Goal: Reproduce only the lines that run from the line with "# point at: chrome" to the last line of the material, both ends included, exactly as they appear.

Provided records:
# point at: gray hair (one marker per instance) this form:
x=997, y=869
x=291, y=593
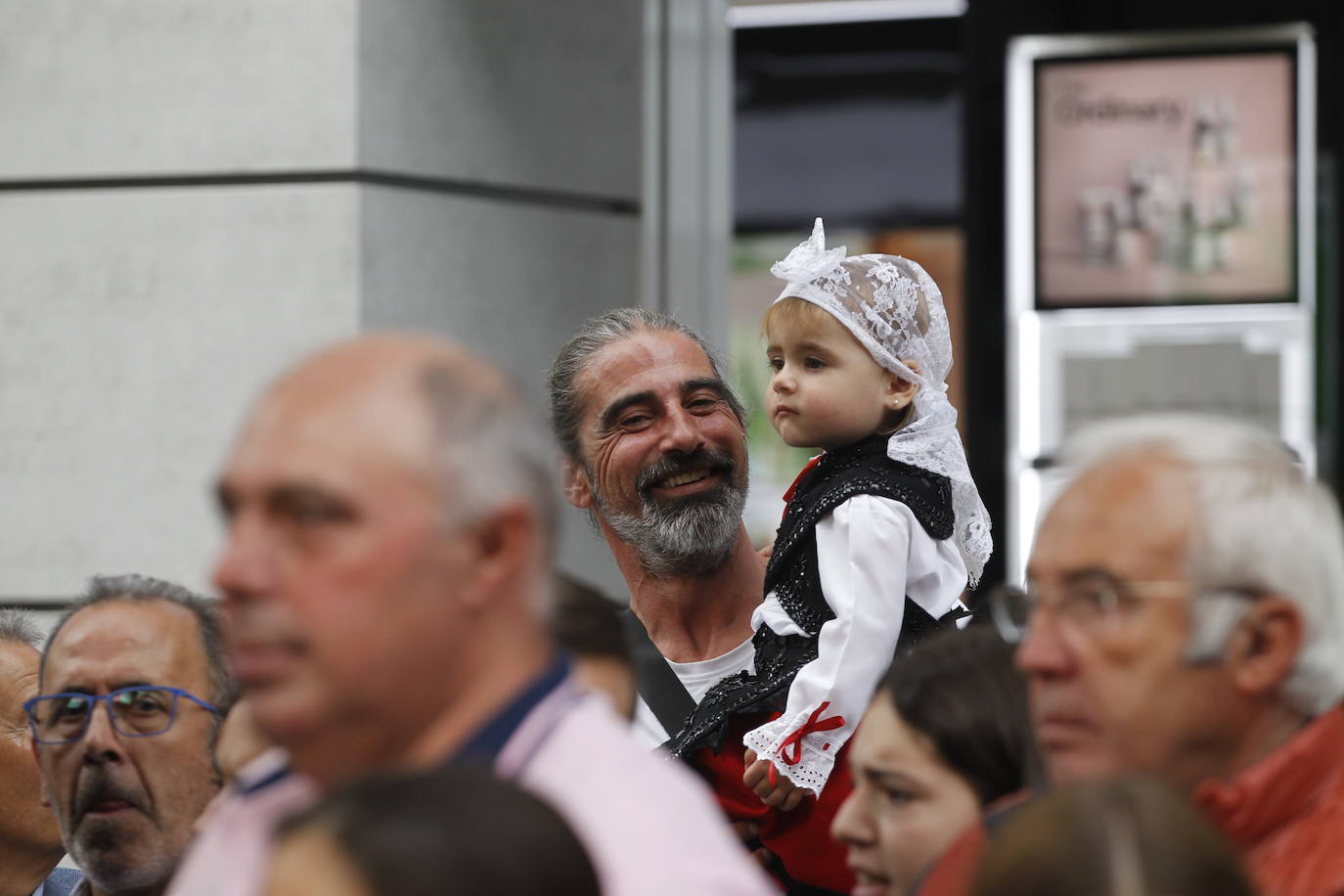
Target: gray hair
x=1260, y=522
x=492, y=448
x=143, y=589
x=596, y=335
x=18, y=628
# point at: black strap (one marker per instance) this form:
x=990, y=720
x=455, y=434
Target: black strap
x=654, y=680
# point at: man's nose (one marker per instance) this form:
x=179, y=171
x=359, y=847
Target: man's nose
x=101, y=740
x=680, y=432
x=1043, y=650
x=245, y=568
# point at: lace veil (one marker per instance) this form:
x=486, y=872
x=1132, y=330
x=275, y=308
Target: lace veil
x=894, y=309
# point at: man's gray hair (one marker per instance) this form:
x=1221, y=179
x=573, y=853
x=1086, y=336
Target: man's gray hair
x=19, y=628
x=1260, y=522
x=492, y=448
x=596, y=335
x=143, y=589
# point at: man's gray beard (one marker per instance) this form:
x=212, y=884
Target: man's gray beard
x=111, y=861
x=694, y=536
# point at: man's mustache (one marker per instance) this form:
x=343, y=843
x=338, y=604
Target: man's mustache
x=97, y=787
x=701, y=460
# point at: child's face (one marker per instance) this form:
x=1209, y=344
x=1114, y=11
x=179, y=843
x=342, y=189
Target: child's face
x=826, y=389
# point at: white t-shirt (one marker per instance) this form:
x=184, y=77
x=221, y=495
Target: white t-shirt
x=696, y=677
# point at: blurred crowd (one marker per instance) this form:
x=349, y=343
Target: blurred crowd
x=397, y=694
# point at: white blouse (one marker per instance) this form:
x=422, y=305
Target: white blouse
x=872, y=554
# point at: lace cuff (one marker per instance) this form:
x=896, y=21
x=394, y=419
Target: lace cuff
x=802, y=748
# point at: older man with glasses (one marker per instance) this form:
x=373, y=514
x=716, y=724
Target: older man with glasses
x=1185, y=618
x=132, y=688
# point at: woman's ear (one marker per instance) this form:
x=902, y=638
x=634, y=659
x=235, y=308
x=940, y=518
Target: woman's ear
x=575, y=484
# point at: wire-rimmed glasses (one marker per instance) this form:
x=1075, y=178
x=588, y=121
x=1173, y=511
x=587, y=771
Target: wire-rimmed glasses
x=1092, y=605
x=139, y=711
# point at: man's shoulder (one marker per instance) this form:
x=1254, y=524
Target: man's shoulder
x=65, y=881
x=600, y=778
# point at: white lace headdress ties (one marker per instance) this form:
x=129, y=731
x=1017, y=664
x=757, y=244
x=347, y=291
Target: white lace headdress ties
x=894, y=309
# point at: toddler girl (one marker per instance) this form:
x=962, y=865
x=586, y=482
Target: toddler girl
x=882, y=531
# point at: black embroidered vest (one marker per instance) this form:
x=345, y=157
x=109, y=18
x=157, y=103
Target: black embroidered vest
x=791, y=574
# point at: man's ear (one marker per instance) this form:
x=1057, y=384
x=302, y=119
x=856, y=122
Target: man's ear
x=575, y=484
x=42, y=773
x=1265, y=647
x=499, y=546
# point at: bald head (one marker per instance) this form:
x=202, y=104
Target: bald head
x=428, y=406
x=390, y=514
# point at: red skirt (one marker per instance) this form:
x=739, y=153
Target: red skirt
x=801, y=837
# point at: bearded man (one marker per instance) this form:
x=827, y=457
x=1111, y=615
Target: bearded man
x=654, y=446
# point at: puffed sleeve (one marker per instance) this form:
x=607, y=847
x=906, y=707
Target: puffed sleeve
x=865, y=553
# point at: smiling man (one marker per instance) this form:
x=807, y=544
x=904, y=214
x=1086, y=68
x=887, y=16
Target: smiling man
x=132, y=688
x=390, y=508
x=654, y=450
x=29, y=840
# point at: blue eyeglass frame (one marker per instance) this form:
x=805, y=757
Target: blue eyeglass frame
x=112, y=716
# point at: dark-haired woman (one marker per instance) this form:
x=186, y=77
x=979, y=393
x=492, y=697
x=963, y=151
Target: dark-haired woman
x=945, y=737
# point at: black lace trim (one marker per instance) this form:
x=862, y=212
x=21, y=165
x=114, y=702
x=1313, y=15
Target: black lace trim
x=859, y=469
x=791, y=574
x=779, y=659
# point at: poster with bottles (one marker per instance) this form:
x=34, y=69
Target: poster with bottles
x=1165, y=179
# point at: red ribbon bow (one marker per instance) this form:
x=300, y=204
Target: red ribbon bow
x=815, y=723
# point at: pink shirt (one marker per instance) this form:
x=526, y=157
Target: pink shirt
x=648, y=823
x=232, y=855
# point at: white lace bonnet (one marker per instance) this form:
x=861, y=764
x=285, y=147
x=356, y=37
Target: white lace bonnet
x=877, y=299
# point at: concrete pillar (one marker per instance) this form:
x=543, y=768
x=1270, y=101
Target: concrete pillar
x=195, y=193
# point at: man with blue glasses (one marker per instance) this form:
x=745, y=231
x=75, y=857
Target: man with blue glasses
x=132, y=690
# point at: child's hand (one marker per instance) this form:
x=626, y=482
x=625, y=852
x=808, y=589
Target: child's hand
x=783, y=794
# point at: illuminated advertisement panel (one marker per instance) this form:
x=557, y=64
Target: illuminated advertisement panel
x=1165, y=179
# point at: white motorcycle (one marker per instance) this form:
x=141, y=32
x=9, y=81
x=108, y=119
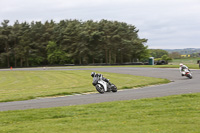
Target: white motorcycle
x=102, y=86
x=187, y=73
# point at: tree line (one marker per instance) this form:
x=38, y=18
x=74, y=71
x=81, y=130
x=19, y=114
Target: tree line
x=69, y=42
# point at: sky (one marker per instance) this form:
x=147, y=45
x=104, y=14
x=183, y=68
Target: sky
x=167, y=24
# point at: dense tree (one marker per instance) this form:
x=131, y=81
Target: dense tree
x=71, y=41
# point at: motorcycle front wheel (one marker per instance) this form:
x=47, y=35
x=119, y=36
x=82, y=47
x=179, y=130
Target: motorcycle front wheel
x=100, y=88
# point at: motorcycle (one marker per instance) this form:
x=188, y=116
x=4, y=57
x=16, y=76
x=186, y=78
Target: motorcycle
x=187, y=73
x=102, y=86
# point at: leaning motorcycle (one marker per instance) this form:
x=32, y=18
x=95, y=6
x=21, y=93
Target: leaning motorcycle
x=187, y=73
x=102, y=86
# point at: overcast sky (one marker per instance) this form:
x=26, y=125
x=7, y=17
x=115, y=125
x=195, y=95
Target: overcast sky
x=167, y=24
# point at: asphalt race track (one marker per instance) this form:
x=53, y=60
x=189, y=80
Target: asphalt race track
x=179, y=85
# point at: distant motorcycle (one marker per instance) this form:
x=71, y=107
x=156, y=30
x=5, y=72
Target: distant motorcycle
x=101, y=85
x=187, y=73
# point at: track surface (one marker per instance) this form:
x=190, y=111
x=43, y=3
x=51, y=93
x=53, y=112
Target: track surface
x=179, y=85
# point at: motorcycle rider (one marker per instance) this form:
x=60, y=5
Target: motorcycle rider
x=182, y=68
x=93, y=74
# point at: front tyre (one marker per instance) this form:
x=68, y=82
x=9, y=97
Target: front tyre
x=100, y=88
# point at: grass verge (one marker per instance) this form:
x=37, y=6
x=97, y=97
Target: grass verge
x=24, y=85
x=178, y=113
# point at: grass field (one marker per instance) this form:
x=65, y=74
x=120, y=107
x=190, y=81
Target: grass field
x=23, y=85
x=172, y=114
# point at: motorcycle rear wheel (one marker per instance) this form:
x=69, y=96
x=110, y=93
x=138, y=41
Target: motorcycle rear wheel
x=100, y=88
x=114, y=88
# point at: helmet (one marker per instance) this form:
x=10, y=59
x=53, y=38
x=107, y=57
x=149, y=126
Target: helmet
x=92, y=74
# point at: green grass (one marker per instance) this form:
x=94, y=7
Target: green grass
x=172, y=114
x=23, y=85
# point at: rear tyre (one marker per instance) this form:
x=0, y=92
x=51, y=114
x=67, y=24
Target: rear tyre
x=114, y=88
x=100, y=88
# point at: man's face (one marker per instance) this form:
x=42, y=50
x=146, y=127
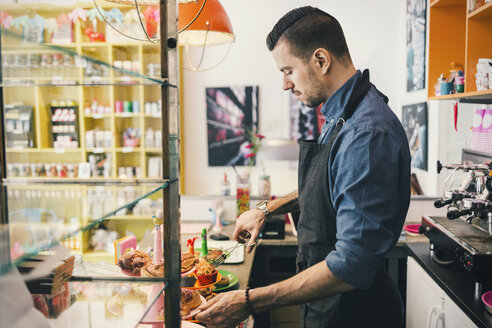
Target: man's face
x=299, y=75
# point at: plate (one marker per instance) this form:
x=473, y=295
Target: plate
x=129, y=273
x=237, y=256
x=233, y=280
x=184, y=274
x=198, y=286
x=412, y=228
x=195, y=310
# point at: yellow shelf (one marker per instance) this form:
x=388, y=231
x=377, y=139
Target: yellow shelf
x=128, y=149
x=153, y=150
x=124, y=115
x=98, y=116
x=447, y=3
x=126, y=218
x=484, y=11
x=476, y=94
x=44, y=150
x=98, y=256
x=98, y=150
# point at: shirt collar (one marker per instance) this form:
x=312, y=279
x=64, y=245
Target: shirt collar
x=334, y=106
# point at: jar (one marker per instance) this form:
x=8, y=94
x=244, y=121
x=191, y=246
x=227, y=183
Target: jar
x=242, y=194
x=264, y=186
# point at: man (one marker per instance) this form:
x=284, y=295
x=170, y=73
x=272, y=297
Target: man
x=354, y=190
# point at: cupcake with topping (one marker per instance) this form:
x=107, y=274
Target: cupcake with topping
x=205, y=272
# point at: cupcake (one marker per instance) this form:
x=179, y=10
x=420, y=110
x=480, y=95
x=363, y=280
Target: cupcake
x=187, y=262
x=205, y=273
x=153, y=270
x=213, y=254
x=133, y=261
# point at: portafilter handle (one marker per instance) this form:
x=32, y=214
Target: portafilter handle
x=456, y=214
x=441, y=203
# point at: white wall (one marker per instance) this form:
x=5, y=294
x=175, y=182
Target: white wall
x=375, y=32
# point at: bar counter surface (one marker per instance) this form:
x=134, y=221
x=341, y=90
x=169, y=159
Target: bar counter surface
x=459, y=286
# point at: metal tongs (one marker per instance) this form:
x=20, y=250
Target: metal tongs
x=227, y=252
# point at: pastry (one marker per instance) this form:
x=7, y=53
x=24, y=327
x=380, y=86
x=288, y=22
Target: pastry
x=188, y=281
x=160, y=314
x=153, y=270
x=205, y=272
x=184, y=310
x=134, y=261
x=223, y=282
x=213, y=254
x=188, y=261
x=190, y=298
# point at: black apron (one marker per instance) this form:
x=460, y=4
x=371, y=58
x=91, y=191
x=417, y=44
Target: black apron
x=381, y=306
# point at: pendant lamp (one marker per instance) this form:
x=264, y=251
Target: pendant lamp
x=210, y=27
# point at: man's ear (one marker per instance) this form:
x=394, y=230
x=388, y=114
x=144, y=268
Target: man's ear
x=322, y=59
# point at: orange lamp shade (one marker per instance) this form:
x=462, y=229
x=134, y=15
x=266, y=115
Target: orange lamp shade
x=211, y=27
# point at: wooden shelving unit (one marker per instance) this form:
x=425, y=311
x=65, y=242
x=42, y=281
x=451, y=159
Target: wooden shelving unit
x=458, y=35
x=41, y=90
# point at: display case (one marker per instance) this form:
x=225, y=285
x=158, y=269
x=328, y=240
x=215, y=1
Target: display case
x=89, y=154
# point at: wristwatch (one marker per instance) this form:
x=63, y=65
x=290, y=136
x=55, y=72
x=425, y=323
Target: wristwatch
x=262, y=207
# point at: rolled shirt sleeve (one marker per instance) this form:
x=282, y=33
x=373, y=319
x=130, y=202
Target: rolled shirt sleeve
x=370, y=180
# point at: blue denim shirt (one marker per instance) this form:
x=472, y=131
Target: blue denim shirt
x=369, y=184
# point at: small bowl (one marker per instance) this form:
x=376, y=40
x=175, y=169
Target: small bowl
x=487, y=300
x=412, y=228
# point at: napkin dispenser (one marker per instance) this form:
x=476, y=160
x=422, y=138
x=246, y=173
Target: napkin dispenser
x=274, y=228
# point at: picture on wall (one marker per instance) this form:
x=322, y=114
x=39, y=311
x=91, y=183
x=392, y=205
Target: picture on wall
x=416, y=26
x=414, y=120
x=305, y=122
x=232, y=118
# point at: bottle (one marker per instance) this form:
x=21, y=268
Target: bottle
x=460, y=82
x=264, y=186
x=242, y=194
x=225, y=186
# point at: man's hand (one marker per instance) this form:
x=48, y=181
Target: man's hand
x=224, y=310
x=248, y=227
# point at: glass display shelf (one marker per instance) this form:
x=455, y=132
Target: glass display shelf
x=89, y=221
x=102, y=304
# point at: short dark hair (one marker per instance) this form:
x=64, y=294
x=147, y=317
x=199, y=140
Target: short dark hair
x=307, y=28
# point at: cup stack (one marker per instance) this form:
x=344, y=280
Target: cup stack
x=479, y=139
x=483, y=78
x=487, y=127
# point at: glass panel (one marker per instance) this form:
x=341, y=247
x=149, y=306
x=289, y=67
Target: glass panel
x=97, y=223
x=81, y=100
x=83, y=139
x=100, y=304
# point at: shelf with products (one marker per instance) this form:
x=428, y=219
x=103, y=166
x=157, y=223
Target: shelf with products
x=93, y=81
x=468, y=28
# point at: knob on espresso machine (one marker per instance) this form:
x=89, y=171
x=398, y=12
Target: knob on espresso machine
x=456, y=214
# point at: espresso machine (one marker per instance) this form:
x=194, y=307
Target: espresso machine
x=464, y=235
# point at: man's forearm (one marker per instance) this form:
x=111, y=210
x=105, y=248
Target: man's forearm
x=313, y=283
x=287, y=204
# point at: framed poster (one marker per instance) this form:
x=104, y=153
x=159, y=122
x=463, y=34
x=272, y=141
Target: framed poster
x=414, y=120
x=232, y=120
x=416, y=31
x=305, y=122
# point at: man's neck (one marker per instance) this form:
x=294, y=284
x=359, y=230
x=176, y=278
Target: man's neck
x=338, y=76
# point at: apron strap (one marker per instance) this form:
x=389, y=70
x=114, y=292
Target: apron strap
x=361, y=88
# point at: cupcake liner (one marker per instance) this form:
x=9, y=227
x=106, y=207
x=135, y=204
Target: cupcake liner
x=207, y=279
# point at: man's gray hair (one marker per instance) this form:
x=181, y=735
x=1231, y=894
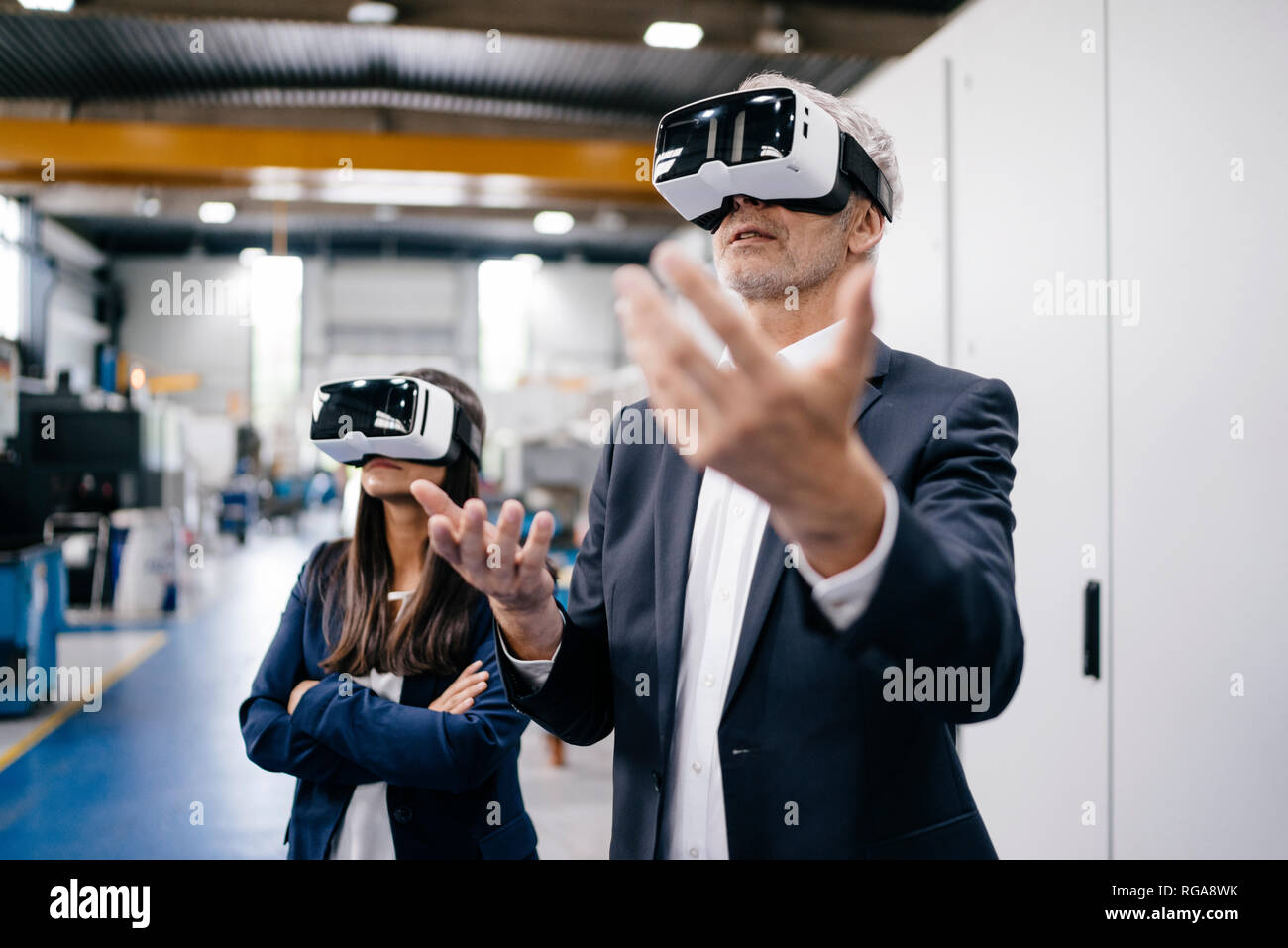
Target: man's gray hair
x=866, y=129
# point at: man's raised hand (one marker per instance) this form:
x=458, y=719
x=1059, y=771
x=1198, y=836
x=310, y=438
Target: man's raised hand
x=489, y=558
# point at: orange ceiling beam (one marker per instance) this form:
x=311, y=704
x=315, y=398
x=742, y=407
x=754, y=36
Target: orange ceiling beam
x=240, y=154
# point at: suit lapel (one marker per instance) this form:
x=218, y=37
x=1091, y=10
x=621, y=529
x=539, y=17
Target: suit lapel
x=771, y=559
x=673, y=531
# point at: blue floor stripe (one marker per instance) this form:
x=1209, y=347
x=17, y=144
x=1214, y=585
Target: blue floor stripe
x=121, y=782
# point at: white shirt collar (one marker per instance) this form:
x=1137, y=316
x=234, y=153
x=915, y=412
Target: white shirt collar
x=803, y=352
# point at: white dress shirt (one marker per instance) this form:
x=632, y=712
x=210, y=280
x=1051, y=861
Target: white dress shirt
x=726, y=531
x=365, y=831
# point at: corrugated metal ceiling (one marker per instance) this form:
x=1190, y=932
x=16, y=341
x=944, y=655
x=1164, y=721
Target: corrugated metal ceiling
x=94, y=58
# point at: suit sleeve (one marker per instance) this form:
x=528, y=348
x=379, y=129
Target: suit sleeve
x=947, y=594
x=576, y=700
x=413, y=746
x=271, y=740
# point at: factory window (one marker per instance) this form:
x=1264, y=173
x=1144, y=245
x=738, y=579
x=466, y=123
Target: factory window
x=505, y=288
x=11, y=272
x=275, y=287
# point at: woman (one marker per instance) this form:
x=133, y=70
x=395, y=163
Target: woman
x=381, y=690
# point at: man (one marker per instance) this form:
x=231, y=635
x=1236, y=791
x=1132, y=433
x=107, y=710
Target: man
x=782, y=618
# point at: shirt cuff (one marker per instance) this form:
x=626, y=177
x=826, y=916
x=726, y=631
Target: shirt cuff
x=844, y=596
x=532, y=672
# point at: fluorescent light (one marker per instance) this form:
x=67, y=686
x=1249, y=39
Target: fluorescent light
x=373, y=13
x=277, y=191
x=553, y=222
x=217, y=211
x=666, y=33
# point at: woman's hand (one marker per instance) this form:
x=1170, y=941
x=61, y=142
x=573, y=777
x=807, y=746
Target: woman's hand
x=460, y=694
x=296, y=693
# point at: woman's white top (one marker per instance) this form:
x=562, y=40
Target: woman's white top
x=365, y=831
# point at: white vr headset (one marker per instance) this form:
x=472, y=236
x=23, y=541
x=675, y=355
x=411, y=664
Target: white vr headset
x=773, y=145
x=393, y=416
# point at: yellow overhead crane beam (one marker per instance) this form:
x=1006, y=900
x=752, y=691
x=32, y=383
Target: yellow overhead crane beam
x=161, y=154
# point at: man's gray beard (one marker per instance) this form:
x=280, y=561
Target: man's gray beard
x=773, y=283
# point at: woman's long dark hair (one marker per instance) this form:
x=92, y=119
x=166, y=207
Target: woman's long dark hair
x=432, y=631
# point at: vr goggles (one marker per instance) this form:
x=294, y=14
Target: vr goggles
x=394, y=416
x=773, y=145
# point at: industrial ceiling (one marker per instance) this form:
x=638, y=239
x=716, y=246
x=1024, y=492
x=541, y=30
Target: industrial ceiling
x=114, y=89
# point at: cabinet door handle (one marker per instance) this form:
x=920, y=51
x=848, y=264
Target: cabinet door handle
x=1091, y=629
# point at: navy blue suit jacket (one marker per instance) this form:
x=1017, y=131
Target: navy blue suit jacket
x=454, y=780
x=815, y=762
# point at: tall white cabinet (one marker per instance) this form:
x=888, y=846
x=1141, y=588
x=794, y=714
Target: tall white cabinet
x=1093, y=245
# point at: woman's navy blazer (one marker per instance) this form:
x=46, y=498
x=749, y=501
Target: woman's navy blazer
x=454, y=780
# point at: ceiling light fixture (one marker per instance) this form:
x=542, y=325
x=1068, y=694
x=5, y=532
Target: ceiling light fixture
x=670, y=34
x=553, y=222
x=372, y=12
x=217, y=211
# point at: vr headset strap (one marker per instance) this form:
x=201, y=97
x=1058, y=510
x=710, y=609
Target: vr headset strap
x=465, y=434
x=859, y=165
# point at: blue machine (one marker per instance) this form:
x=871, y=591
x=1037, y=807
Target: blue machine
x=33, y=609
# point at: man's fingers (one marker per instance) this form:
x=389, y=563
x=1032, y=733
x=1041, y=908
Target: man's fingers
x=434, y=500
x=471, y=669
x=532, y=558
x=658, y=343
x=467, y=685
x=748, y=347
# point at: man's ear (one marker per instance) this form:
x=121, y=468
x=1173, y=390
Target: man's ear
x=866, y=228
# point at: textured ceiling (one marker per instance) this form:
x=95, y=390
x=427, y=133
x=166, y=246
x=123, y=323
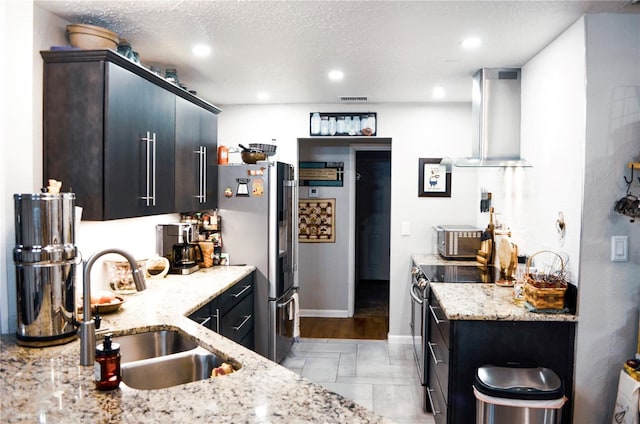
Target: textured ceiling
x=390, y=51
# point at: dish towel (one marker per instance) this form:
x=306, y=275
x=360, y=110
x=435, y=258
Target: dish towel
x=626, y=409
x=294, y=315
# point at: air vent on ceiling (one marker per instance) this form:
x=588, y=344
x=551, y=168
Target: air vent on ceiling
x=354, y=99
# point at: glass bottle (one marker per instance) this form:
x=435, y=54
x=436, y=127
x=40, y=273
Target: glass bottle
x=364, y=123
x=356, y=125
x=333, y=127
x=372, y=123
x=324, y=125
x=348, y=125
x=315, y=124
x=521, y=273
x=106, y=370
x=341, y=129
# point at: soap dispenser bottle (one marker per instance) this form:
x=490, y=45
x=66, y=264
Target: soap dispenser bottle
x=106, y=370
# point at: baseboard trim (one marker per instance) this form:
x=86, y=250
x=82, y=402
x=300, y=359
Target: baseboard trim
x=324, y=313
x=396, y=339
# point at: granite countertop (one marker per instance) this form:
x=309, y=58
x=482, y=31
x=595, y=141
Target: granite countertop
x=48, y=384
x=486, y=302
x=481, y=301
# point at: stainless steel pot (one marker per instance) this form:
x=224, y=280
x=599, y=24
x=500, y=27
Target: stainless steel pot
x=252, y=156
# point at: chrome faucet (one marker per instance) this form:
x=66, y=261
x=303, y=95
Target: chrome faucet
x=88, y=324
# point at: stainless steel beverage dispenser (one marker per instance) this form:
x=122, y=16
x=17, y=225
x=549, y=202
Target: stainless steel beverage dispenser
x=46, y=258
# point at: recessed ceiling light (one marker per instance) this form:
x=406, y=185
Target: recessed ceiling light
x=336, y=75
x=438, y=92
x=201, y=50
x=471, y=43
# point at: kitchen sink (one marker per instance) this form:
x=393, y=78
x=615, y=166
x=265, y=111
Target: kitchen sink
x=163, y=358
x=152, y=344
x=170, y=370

Exercise output:
# point at: chrome faucet (one marker per instance) this form:
x=66, y=261
x=303, y=95
Target: chrome faucet
x=88, y=324
# point at: stainless steel beverage dispenser (one marker per instance) this form:
x=122, y=16
x=17, y=225
x=549, y=202
Target: stainless steel beverage dispenser
x=46, y=258
# point at: recessed ceiling light (one marker per instance) this form:
x=406, y=185
Target: recessed ceiling light
x=336, y=75
x=438, y=92
x=201, y=50
x=471, y=43
# point at: kitchen sink (one marker per instance) this form:
x=393, y=78
x=615, y=166
x=265, y=111
Target: kitchen sink
x=163, y=358
x=152, y=344
x=170, y=370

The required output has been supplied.